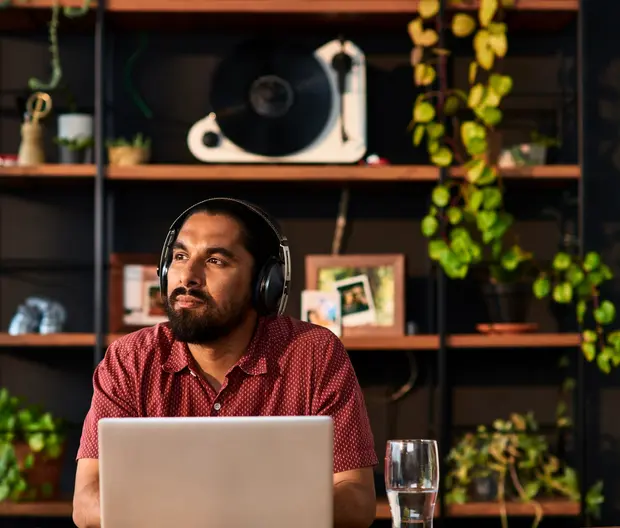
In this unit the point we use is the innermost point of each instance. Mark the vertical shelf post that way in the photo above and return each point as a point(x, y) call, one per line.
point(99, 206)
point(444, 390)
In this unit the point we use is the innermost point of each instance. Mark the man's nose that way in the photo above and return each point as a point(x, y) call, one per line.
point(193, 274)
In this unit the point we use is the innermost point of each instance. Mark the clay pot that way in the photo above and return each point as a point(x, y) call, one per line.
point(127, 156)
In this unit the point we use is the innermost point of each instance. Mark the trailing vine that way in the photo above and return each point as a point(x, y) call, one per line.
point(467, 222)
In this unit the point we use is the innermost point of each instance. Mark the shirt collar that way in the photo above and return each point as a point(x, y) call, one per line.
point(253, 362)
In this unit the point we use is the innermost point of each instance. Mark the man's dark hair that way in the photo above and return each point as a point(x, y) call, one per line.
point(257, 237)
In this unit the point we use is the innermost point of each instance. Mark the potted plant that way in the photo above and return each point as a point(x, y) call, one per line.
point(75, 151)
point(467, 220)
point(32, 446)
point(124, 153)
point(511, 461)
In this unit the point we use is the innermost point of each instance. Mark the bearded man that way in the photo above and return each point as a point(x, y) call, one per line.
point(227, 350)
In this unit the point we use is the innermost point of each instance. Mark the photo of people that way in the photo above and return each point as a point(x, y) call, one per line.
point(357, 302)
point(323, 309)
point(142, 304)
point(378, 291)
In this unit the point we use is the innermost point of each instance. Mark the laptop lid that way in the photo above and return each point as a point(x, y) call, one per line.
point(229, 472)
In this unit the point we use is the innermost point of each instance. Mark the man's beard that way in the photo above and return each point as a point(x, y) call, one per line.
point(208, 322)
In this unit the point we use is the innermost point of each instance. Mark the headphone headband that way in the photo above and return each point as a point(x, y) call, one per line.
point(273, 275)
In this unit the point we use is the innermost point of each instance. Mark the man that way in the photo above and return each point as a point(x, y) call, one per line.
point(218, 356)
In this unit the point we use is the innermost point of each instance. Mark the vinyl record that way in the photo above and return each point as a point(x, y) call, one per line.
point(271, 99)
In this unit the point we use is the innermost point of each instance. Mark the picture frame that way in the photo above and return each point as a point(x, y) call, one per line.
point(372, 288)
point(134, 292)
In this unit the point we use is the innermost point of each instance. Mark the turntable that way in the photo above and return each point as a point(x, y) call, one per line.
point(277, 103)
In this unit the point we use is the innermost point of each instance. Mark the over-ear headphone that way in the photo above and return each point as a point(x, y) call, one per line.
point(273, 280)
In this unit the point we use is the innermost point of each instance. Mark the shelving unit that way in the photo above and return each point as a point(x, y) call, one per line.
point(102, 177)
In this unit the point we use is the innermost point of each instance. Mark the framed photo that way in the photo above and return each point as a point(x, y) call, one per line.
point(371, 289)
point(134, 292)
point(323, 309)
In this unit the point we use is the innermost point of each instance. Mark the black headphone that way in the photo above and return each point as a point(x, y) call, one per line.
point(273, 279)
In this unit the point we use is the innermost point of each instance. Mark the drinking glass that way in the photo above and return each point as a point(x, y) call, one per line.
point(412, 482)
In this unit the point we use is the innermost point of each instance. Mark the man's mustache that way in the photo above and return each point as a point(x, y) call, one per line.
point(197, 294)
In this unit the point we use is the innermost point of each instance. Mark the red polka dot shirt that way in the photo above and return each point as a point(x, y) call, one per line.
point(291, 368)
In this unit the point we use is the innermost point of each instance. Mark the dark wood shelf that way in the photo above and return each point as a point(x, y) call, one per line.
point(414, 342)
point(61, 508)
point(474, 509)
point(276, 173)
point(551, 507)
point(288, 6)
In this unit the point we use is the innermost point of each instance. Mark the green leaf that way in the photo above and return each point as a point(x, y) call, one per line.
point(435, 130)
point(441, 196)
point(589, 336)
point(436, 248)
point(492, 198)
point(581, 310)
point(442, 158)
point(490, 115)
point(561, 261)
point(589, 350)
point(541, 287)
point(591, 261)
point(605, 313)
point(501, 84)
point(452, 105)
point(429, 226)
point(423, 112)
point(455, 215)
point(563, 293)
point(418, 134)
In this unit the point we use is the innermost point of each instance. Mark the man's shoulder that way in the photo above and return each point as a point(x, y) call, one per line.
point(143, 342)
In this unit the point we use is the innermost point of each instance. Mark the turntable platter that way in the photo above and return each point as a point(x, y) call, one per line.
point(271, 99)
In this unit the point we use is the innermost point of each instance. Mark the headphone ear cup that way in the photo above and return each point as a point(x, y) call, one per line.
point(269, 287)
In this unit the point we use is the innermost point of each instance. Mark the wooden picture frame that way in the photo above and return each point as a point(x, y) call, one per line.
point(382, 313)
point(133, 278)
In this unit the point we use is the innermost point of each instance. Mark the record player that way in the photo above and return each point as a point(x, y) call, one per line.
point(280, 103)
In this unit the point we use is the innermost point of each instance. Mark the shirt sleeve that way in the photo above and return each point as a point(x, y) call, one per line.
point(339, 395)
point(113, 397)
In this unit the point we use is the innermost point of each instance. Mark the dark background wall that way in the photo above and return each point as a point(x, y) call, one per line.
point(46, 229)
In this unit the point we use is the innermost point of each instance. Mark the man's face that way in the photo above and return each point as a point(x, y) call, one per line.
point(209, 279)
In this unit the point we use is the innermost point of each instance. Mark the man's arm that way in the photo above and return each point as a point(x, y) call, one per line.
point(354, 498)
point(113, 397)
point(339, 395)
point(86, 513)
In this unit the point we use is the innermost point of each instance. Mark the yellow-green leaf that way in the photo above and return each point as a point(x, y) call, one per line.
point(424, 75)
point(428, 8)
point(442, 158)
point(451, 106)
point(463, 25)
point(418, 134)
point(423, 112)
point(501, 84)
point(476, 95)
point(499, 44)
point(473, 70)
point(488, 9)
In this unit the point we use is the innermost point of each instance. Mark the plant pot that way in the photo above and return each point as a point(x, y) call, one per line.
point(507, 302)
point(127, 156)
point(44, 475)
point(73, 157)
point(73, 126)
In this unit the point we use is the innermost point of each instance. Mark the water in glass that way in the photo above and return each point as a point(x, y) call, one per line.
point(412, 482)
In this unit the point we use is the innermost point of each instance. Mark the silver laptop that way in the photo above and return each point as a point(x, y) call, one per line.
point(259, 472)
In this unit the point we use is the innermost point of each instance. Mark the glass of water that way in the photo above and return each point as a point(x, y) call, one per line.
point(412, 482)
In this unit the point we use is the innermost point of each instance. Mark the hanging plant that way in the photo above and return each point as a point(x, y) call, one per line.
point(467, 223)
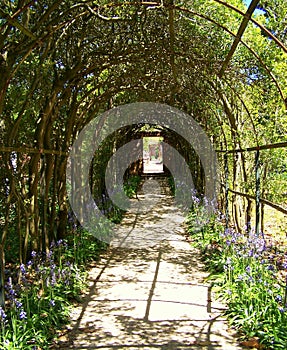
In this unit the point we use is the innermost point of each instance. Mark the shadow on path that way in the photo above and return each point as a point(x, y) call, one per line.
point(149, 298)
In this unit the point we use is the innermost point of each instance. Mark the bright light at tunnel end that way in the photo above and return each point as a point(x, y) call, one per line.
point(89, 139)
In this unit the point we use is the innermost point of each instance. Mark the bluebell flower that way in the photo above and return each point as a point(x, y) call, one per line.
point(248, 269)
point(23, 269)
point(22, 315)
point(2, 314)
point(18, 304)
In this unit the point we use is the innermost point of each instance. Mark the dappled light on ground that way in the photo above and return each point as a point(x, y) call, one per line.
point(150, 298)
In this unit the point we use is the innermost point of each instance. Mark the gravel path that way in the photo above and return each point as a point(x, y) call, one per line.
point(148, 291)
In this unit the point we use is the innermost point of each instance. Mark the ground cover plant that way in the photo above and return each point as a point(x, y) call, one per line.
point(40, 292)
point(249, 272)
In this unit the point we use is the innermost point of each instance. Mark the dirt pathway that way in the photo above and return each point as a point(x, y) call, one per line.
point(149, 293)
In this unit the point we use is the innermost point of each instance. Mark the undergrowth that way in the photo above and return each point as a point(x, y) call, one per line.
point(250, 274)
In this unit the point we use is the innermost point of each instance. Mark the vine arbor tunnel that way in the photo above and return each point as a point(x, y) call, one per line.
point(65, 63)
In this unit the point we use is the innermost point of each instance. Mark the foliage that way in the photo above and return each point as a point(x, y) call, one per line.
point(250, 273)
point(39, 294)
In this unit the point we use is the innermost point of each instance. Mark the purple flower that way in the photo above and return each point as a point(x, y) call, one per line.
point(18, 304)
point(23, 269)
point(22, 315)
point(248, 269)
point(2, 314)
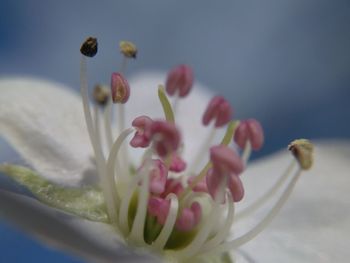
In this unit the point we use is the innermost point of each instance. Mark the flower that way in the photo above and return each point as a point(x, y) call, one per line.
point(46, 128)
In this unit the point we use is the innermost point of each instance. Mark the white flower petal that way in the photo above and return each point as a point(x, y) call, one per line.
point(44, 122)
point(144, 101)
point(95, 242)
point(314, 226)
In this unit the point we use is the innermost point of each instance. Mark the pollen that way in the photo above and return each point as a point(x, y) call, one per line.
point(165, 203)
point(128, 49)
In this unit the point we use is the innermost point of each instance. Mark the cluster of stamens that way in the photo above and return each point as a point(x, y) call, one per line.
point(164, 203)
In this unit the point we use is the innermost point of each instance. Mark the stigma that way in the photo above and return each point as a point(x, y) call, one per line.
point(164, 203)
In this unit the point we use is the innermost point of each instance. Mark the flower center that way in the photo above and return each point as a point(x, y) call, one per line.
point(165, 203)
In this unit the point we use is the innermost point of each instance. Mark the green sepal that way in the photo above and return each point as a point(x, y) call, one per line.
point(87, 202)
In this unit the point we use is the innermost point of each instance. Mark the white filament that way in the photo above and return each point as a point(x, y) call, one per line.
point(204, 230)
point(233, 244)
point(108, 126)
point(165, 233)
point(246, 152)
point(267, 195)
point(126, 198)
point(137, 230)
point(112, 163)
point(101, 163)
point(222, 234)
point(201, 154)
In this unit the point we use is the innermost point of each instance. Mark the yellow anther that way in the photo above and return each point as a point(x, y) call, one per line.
:::
- [PROBLEM DETAILS]: An exact retyping of the lines from the one with "the flower center" to the end of the material above, with both ends included and nothing added, is the required answer.

- [REPLY TO THE EXERCISE]:
In this unit the point we use is the innermost point of each instance. Mark the flower center that way in the photo above and return each point as a point(x, y) call, one per line.
point(165, 203)
In this unit the point we use is the innermost point of each instance. Mark the green sepal that way in the photo above and return each point as a point(x, y) call, one per line.
point(87, 202)
In this unit the point we use is the innermost point of each instance. Mark the white filament that way in the photo above and return each point as a point(x, y) call, one per line.
point(204, 230)
point(233, 244)
point(108, 126)
point(165, 233)
point(246, 152)
point(267, 195)
point(126, 198)
point(137, 230)
point(112, 163)
point(101, 163)
point(222, 234)
point(201, 154)
In this unit the point we use is the innermost point of each instance. Mark the yellow anther that way in the photo above and return each point as a point(x, y) call, one per line.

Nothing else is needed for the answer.